*TEXT*.
──────────────────────────────

Skip to content

BoundReference

Overview

BoundReference is a leaf expression that represents a bound reference to a specific slot (column position) in an input tuple. It provides efficient access to column values by directly referencing their ordinal position after all column transformations like pruning have been completed.

Syntax

BoundReference is an internal Catalyst expression not directly accessible through SQL syntax. It's created during query planning and optimization phases.

BoundReference(ordinal: Int, dataType: DataType, nullable: Boolean)

Arguments

Argument Type Description
ordinal Int The zero-based column position in the input tuple
dataType DataType The expected data type of the referenced column
nullable Boolean Whether the referenced column can contain null values

Return Type

Returns the data type specified in the dataType parameter. The actual return type matches the column's data type at the specified ordinal position.

Supported Data Types

Supports all Spark SQL data types including:

  • Primitive types (Boolean, Byte, Short, Int, Long, Float, Double)
  • String and binary types
  • Date and timestamp types
  • Complex types (Array, Map, Struct)
  • Decimal types
  • User-defined types

Algorithm

  • Uses InternalRow.getAccessor() to create a type-specific accessor function for efficient value retrieval
  • Direct ordinal-based lookup in the input row without name resolution
  • Leverages specialized getters for primitive types when using UnsafeRow format
  • Assumes the input tuple layout is finalized (no further column pruning will occur)

──────────────────────────────

*DATA SHOWN*.
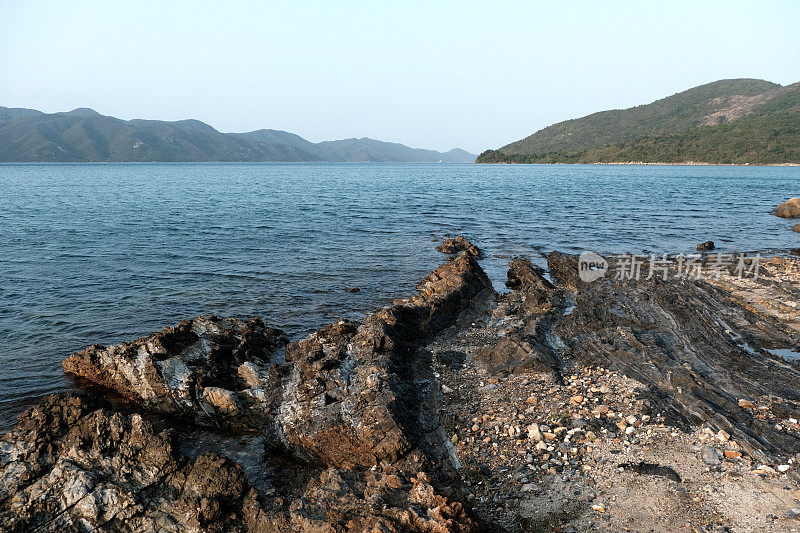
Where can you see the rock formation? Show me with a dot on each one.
(788, 209)
(350, 422)
(459, 244)
(697, 349)
(213, 370)
(72, 464)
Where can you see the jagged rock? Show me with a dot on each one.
(512, 356)
(360, 396)
(788, 209)
(346, 500)
(459, 244)
(530, 310)
(537, 292)
(347, 396)
(213, 370)
(71, 464)
(695, 347)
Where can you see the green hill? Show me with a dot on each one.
(85, 135)
(729, 121)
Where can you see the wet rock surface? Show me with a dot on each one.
(459, 244)
(698, 350)
(73, 464)
(656, 404)
(210, 369)
(788, 209)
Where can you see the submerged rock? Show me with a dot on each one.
(213, 370)
(459, 244)
(788, 209)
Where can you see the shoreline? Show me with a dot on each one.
(642, 163)
(466, 410)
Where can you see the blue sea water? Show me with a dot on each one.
(103, 253)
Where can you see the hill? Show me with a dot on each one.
(728, 121)
(27, 135)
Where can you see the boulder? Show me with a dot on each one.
(788, 209)
(685, 341)
(459, 244)
(73, 464)
(209, 369)
(358, 395)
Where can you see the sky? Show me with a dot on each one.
(439, 75)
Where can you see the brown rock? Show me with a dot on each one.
(459, 244)
(209, 369)
(788, 209)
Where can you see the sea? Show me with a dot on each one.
(104, 253)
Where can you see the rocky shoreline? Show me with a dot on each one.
(651, 404)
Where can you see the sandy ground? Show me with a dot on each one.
(587, 453)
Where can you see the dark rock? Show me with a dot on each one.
(529, 280)
(459, 244)
(682, 340)
(360, 396)
(653, 469)
(213, 370)
(529, 311)
(788, 209)
(71, 464)
(511, 356)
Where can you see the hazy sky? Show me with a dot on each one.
(437, 75)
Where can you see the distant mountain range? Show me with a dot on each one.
(86, 135)
(727, 121)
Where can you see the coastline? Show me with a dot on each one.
(642, 163)
(540, 407)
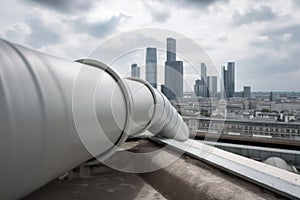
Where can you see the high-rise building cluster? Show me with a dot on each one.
(173, 86)
(207, 85)
(228, 80)
(151, 66)
(135, 71)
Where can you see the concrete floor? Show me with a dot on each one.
(186, 178)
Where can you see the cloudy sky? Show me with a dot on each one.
(261, 36)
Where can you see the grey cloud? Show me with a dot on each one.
(263, 13)
(279, 38)
(65, 5)
(40, 33)
(159, 12)
(160, 16)
(286, 34)
(200, 3)
(98, 29)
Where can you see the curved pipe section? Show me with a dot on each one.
(56, 114)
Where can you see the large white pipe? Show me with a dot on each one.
(48, 115)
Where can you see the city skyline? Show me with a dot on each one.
(261, 37)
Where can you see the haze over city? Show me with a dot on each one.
(261, 37)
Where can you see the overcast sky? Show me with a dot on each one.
(261, 36)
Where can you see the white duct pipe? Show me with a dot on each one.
(47, 122)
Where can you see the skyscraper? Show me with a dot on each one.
(171, 50)
(151, 66)
(228, 79)
(173, 87)
(199, 87)
(204, 79)
(212, 86)
(135, 70)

──────────────────────────────

*LIST OF TASKS*.
• a. Return the lines of the records verbatim, beginning with the line that contains "Where can you see the curved" and ending with the final line of the records.
• b. Extend the text on BoundReference beyond its last line.
The records bear no relation to the text on BoundReference.

*EXPECTED ANSWERS*.
• a.
Where can you see the curved pipe section? Show me with a dot on each one.
(56, 114)
Where can you see the large white pipe? Show me with a dot on each one.
(48, 115)
Where can you see the city skyline? Show me with a dot on each one.
(261, 37)
Where can you see the haze over city? Show me with a dot on each one.
(261, 37)
Where can you see the overcast sky? Show me with a dot on each one.
(261, 36)
Where can you see the white duct pipe? Show me with a dot on each one.
(47, 122)
Where can you see the skyscraper? Show me with a dot on each one.
(171, 50)
(151, 66)
(228, 79)
(173, 87)
(199, 87)
(204, 79)
(212, 86)
(135, 70)

• b.
  • Caches the accessor function to avoid repeated creation overhead

Partitioning Behavior

BoundReference is partition-preserving:

  • Does not require shuffle operations
  • Maintains existing data partitioning
  • Operates locally on each partition independently

Edge Cases

  • Null handling: Respects the nullable flag and properly propagates null values using the type-specific accessor
  • Invalid ordinal: May throw IndexOutOfBoundsException if ordinal exceeds tuple width
  • Type mismatch: Assumes the actual column type matches the specified dataType parameter
  • Code generation fallback: Falls back to interpreted evaluation if code generation context is not available

Code Generation

Fully supports Tungsten code generation with two execution paths:

  • With currentVars: Reuses existing generated code variables when available
  • Without currentVars: Generates direct row access code using CodeGenerator.getValue()
  • Generates optimized null-checking code only when the column is nullable
  • Uses Java primitive types for better performance when possible

Examples

-- BoundReference is not directly accessible in SQL
-- It's created internally during query planning
SELECT column1, column2 FROM table1;
// Internal usage during Catalyst expression binding
val boundRef = BoundReference(0, IntegerType, nullable = true)
// Evaluates to the value at position 0 in the input row
val result = boundRef.eval(inputRow)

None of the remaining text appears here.